[About this task] Each entry below is to be transcribed exactly.

[Exercise material]
== Segment start ==

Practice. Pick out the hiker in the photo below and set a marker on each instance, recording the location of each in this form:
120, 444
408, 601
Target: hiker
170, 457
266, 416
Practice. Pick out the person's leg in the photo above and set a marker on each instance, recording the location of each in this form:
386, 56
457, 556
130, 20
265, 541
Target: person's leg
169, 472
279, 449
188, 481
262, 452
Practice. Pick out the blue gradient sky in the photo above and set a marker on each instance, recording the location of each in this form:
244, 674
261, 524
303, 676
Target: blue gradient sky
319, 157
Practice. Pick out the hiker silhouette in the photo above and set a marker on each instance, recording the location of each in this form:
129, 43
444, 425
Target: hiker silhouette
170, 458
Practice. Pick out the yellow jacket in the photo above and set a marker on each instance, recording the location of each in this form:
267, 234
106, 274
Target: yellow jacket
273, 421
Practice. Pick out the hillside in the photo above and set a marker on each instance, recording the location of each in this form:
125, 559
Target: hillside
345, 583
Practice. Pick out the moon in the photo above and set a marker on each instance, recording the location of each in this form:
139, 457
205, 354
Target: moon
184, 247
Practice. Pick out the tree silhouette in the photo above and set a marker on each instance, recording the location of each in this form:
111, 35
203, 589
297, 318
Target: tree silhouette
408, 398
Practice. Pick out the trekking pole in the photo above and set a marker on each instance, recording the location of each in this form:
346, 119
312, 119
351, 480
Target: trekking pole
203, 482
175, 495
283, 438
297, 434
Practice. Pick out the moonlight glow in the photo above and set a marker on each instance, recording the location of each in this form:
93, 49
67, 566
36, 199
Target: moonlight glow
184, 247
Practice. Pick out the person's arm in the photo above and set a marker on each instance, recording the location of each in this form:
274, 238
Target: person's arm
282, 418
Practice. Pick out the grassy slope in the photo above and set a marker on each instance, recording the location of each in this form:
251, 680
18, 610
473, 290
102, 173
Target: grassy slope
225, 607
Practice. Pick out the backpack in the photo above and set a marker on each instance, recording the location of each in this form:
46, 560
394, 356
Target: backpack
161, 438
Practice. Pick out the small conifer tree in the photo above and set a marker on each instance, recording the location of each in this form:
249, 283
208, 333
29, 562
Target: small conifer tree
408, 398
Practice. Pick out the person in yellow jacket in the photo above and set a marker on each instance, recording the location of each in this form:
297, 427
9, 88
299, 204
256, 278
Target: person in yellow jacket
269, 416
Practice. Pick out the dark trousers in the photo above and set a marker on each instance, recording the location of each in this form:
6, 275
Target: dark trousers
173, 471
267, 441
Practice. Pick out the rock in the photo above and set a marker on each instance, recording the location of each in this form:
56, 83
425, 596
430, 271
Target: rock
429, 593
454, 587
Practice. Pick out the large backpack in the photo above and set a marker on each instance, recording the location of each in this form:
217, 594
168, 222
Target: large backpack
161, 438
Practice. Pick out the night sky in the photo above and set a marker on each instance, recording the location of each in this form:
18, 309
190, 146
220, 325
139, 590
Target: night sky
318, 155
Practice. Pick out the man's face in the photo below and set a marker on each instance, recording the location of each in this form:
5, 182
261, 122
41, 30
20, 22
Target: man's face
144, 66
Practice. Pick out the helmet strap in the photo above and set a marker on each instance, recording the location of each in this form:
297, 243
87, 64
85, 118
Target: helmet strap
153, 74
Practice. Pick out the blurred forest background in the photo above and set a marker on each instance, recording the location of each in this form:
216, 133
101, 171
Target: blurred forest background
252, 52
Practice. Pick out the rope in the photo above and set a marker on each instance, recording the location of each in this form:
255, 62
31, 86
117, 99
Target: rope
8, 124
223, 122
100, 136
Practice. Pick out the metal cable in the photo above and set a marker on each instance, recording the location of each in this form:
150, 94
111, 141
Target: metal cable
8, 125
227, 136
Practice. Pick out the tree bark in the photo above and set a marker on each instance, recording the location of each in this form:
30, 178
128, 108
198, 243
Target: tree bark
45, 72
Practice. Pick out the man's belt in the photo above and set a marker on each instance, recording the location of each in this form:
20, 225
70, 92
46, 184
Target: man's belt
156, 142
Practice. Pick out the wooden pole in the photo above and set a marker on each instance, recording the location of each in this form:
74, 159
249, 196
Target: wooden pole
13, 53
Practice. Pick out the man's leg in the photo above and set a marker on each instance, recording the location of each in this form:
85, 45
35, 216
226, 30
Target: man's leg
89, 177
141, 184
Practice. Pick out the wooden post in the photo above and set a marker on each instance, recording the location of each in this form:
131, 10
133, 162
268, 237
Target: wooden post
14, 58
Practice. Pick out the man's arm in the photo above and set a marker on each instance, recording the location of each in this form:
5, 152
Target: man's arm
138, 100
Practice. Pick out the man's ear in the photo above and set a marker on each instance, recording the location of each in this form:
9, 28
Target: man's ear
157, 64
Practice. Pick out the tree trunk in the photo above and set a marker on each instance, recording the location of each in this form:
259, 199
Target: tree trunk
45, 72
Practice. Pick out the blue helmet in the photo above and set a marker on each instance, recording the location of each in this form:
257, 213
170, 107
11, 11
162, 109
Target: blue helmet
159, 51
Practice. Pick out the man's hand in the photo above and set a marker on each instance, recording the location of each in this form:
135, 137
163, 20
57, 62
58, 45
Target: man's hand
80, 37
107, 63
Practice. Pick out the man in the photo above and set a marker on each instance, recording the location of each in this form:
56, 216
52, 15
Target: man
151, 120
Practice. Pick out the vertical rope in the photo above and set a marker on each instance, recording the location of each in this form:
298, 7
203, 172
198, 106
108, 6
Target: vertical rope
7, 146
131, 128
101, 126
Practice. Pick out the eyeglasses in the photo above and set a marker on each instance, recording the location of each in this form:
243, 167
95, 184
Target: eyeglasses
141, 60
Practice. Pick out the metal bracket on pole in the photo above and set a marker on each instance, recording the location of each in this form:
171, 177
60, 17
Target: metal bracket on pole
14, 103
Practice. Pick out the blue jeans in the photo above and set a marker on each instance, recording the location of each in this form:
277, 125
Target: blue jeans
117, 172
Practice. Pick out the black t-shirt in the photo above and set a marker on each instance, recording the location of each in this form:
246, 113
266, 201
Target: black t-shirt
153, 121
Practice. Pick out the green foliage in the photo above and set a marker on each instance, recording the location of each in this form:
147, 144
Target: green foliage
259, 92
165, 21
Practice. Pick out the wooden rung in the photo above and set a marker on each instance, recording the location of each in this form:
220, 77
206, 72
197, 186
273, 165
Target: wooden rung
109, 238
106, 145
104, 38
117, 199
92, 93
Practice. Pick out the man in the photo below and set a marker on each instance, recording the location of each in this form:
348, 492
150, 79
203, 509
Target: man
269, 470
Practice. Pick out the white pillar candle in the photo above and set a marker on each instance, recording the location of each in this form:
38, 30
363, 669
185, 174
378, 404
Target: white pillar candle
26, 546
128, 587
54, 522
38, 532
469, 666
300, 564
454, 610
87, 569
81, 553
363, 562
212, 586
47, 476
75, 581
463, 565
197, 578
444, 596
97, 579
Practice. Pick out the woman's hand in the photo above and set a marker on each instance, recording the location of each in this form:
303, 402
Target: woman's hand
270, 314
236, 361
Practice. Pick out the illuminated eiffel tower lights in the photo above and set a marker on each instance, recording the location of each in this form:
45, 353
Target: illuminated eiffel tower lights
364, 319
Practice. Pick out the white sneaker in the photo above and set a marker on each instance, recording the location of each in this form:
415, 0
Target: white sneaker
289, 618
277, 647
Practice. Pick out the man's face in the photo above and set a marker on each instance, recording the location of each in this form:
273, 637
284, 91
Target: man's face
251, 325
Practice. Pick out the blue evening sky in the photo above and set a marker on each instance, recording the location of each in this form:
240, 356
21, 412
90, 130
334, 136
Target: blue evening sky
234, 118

== Segment end ==

[Result]
Practice. Pick out the hiker in the photo below and set a marker on each instance, recording the location of each in this form:
120, 444
408, 601
Target: hiker
170, 457
266, 416
Practice. Pick out the person's leg in the photo above and set a marker on each instance, recording the location of each in this form:
386, 56
457, 556
130, 20
265, 541
Target: person's leg
169, 472
279, 449
188, 481
262, 452
Practice. Pick out the blue gradient sky in the photo above and set a marker on each instance, recording the location of each in this form:
244, 674
261, 524
303, 676
Target: blue gradient sky
319, 157
Practice. Pick out the hiker silhouette in the photo above and set a marker on each instance, recording the location of each in this form:
129, 43
444, 425
Target: hiker silhouette
170, 458
Practice. Pick out the yellow jacket in the photo above and set a marker on each instance, recording the location of each in this form:
267, 234
106, 274
Target: yellow jacket
273, 421
Practice. Pick out the hillside in the photo above and set a marker on each instance, recording the location of each in this form:
125, 559
Target: hillside
345, 583
Practice. Pick out the moon in the photo above and set a marker on each instance, recording the location of each in this form:
139, 457
205, 354
Target: moon
184, 247
Practice. Pick out the tree silhouette in the photo above and set a marker on each instance, recording the location of each in this form:
111, 35
203, 589
297, 318
Target: tree silhouette
408, 398
Practice. Pick out the trekking pole in the photo above and set a marker on each instance, recording the location of each in this form:
346, 119
312, 119
351, 480
Target: trekking pole
203, 482
175, 495
283, 438
297, 434
Practice. Pick out the moonlight glow in the photo above and set a marker on each instance, recording the location of each in this form:
93, 49
67, 566
36, 199
Target: moonlight glow
184, 247
Practice. Pick out the person's arm in the photo above and set a marker on each instance, recording the location of each in this form:
274, 238
Target: person's arm
282, 418
Practice. Pick out the grassy slope in the photo above and set a marker on each instance, recording the location of each in this form:
251, 680
18, 610
473, 290
102, 173
Target: grassy slope
225, 607
Practice. Pick out the backpack in the photo above and set a marker on each instance, recording the location of each in this form:
46, 560
394, 356
Target: backpack
161, 438
Practice. Pick out the small conifer tree in the photo above and set a marker on each instance, recording the location of each in this form:
249, 283
208, 333
29, 562
Target: small conifer tree
408, 398
Practice. Pick out the person in yellow jacket in the photo above and set a marker on each instance, recording the location of each in this form:
297, 427
9, 88
299, 204
256, 278
Target: person in yellow jacket
269, 416
Practice. Pick out the dark trousers in the photo above and set a marker on each instance, recording the location of each in this form:
6, 275
Target: dark trousers
173, 471
267, 441
Practice. Pick out the rock in the photo above and set a marker on each instance, recording the location of each in this form:
56, 83
425, 596
430, 271
Target: rock
429, 593
454, 587
Practice. Pick out the large backpack in the photo above and set a marker on each instance, recording the location of each in this form:
217, 594
168, 222
Target: large backpack
161, 438
Practice. Pick out the night sky in the photo above and set a marker on each instance, recording the location of each in this form:
18, 309
190, 146
220, 325
139, 590
Target: night sky
318, 155
Practice. Pick out the man's face in the photo below and set a marker on each instance, recording the location of each in this form:
5, 182
261, 122
41, 30
20, 22
Target: man's face
144, 66
Practice. Pick out the helmet strap in the photo above and set a marker on each instance, recording the location of each in this form:
297, 243
87, 64
85, 118
Target: helmet strap
153, 74
Practice. Pick out the blurred forest background in the photo above and set a marker on each instance, recording the location of each in this form:
216, 133
101, 171
Target: blurred forest background
252, 52
Practice. Pick out the rope in the photo above and set a marker on each instance, recording the location of each in this form:
255, 62
31, 86
117, 99
Target: rope
8, 124
223, 122
100, 136
Practice. Pick out the metal cable in the photo above and set a marker on each instance, recording the location of each in this form:
150, 94
111, 141
Target: metal cable
8, 125
227, 136
Practice. Pick out the tree bark in the photo above and set a marker on each instance, recording the location of each in this form:
30, 178
128, 108
198, 243
Target: tree bark
45, 72
Practice. Pick out the man's belt in the photo above and set a marker on each instance, recording the location of each in this form:
20, 225
70, 92
46, 184
Target: man's belt
156, 142
Practice. Pick out the wooden pole in the photo above and set a marker on each instance, recording the location of each in this form:
74, 159
249, 196
Target: wooden pole
13, 53
Practice. Pick out the man's leg in the photo above and set a marker on each instance, recording the location of each in this form:
85, 45
35, 216
226, 30
Target: man's leg
89, 177
141, 184
Practice. Pick out the wooden post in the photo above and set a marker on each instance, recording the location of each in this form:
131, 10
133, 162
268, 237
Target: wooden post
14, 58
Practice. Pick out the man's arm in the photo above and set a marker on each instance, recording the location of each in this form:
5, 152
Target: man's arm
138, 100
Practice. Pick out the man's ear in the photo above and set a marker on each instance, recording the location of each in this form:
9, 28
Target: man's ear
157, 64
Practice. Pick out the tree trunk in the photo above and set a marker on each instance, recording the location of each in this form:
259, 199
Target: tree trunk
45, 72
Practice. Pick out the blue helmet in the photo above and set a marker on each instance, recording the location of each in this form:
257, 213
170, 107
11, 11
162, 109
Target: blue helmet
159, 51
Practice. Pick out the man's hand in the photo above and set a marker on each instance, recording the location of each in this form:
135, 137
163, 20
57, 62
58, 45
Target: man's hand
80, 37
107, 63
Practice. Pick out the man in the photo above and set a marker on each instance, recording the location of each in this form:
56, 216
52, 15
Target: man
151, 120
Practice. Pick out the vertical rope in the photo above and set a marker on each instance, recording the location of each in this form:
298, 7
203, 172
198, 106
108, 6
Target: vertical rope
7, 146
131, 128
101, 126
Practice. Pick out the eyeglasses in the photo above and set a marker on each instance, recording the location of each in this form:
243, 167
95, 184
Target: eyeglasses
141, 60
Practice. Pick out the metal bracket on pole in the photo above and set a marker on each instance, recording the location of each in this form:
171, 177
60, 17
Target: metal bracket on pole
14, 103
Practice. Pick out the blue jeans in the photo above and set a marker on each instance, recording the location of each in this form:
277, 125
Target: blue jeans
117, 172
Practice. Pick out the black t-shirt in the photo above and set a marker on each instance, recording the location of each in this form:
246, 113
266, 201
Target: black t-shirt
153, 121
Practice. Pick out the green foliage in the photo above and set a marker on each instance, recording the location of each in this form:
147, 144
Target: green foliage
259, 92
165, 21
Practice. Pick out the wooden rung in the photo above and set a marker on each instance, recording the location of each in this form:
220, 77
206, 72
197, 186
273, 165
Target: wooden rung
109, 238
106, 145
104, 38
117, 199
92, 93
Practice. Pick out the man in the photo below and set a marker on each instance, recording the location of each in this form:
348, 492
150, 79
203, 509
Target: man
269, 470
Practice. Pick out the white pillar candle in the photo above and set a marker on each instance, recording the location of each in this form:
38, 30
363, 669
185, 174
378, 404
Target: white pillar candle
26, 546
128, 587
54, 522
38, 532
469, 666
300, 564
454, 610
87, 569
81, 553
363, 562
212, 586
47, 476
75, 581
463, 565
197, 578
444, 596
97, 579
Practice. Pick out the woman's hand in the photo above and set a marker on each instance, recording the location of each in this form:
303, 402
Target: woman's hand
270, 314
236, 361
Practice. Pick out the illuminated eiffel tower lights in the photo above and set a marker on each instance, recording the location of each in this form:
45, 353
Target: illuminated eiffel tower lights
364, 319
Practice. Pick out the white sneaker in the photo above and set a marker on each instance, recording the location of each in this form:
415, 0
Target: white sneaker
289, 618
277, 647
Practice. Pick out the man's face in the photo above and set a marker on each instance, recording the location of each in this form:
273, 637
284, 91
Target: man's face
251, 325
Practice. Pick out the blue evening sky in the photo above and set a marker on each instance, recording the location of each in this form:
240, 356
21, 412
90, 130
334, 136
Target: blue evening sky
234, 118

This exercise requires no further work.